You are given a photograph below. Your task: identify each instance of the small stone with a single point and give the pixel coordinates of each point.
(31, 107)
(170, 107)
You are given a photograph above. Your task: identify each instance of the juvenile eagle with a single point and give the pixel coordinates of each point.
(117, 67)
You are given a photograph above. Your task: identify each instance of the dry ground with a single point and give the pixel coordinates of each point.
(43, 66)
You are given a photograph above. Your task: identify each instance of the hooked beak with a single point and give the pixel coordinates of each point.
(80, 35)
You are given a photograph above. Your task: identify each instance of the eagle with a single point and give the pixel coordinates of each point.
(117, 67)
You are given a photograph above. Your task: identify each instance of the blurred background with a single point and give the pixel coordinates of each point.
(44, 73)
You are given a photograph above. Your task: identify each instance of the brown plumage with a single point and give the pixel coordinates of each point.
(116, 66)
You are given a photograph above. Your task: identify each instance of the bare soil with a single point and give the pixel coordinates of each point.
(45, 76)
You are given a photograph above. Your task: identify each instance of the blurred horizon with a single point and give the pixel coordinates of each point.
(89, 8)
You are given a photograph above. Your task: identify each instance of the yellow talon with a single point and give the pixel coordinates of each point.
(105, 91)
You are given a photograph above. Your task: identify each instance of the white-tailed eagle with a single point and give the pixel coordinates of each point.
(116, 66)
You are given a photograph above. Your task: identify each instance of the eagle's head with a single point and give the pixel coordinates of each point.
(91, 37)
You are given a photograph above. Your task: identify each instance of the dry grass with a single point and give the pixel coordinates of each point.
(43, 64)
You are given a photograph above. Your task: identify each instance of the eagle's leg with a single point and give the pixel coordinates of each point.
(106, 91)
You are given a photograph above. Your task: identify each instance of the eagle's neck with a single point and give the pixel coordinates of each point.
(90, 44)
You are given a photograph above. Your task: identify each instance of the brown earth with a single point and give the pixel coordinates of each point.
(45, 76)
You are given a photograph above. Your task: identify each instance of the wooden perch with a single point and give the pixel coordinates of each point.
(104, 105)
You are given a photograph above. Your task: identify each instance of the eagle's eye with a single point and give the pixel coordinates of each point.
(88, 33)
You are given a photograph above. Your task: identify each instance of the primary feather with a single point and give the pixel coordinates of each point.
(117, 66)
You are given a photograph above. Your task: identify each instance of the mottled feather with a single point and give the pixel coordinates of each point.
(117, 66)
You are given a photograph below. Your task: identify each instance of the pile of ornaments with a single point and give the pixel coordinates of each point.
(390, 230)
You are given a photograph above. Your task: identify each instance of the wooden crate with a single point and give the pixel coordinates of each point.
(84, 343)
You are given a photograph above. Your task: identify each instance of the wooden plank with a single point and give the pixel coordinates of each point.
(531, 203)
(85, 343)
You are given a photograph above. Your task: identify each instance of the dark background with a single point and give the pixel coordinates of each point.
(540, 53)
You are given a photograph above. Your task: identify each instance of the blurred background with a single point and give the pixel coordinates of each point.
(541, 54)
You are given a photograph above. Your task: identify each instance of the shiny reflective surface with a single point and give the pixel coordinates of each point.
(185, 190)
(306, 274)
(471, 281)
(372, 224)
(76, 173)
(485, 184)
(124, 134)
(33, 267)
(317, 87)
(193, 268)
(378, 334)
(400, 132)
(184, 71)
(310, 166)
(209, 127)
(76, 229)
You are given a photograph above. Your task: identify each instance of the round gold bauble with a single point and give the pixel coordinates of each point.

------------------------------------------------------------

## Exercise objective
Put the lines above into a numbered list, leaving out any blank lines.

## Completed exercise
1. You are given a photograph below. Your task: identify each instance of the small stone with a single point and give the pixel coordinates of each point.
2. (31, 107)
3. (170, 107)
4. You are given a photograph above. Your task: identify each instance of the juvenile eagle with a single point and give the pixel coordinates of each point.
5. (117, 67)
6. You are given a photograph above. Your task: identify each instance of the dry ground with a single point and give the pixel coordinates of each point.
7. (43, 66)
8. You are given a photograph above. Your task: identify each instance of the hooked beak with a single point and give the pixel coordinates of each point.
9. (80, 35)
10. You are given a photograph above. Your task: identify each instance of the eagle with a single point and give the pixel coordinates of each point.
11. (117, 67)
12. You are given a photograph above. Your task: identify each instance of the blurred background with a single point and give the pixel coordinates of each point.
13. (44, 73)
14. You are given a photograph above. Your task: identify each instance of the brown plumage with a single point and give the pixel coordinates of each point.
15. (116, 66)
16. You are given a photograph above. Your task: identify each instance of the bare soil with a single point and give the pixel coordinates of each point.
17. (45, 76)
18. You are given a photograph above. Your task: identify each instance of the blurred horizon with a single point and give the pixel coordinates of each point.
19. (89, 8)
20. You are given a photograph above. Your task: identify each instance of the yellow talon with a single point and give the pixel coordinates of each point.
21. (105, 91)
22. You are given a photograph above. Your task: identify each instance of the white-tailed eagle with a single point and give the pixel coordinates of each point.
23. (116, 66)
24. You are given a photograph above. Your task: identify each instance of the eagle's head with a single point and give the pixel coordinates of each point.
25. (91, 37)
26. You are given a photograph above. Your task: identify each instance of the dry grass with a single point and give the pixel coordinates of each point.
27. (43, 64)
28. You are given a photograph above. Your task: identify each instance of the eagle's leg with a single point and give the pixel coordinates of each point.
29. (106, 91)
30. You are given a photograph above. Your task: identify each instance of the eagle's neck with a single point and give the pixel coordinates of each point.
31. (90, 44)
32. You are given a photograph above. Your task: identify each instance of the brown earth with a single point and give the pixel coordinates of each point.
33. (45, 76)
34. You are given a photograph above. Your task: identify each instance of the wooden perch with a single point and give the pixel coordinates of each point.
35. (104, 105)
36. You are given a photograph above. Your task: identify each instance of the eagle's eye with a single point and give the pixel coordinates of each point.
37. (88, 33)
38. You are given a photograph above. Your task: identify each instance of the primary feather with a single point and give the pixel coordinates of each point.
39. (117, 66)
40. You are given a photograph above. Your task: identify each instance of the mottled feather with a single point and give the pixel coordinates of each point.
41. (117, 66)
42. You are given a photograph below. Your task: identify each instance of the pile of ornaments with a single point and give the pixel coordinates of each point.
43. (390, 230)
44. You are given a photograph above. Your task: identify each instance of the wooden crate with a single point and give the pixel coordinates of each point.
45. (84, 343)
46. You are given a photograph above. Your task: identify each instance of the wooden plank with a single point and give the pixel coordinates of each point.
47. (531, 203)
48. (85, 343)
49. You are given a photograph above. Your task: identify each instance of the dark background with a single point and give the pixel coordinates of each point.
50. (540, 53)
51. You are given a photograph above. Your task: identify each instance of the blurred background with a single point and give the pixel coordinates of each point.
52. (541, 54)
53. You are given a photograph above. Your task: identify each instance of the shiny reflective surface with a single point and give the pixel coordinates of each point.
54. (185, 190)
55. (306, 274)
56. (471, 281)
57. (372, 224)
58. (76, 173)
59. (485, 184)
60. (124, 134)
61. (33, 267)
62. (317, 87)
63. (193, 268)
64. (378, 334)
65. (400, 132)
66. (184, 71)
67. (310, 166)
68. (209, 127)
69. (76, 229)
70. You are given a photograph above. Your task: identify each instance of the round gold bauble with a single point and give the pixel coordinates of each point.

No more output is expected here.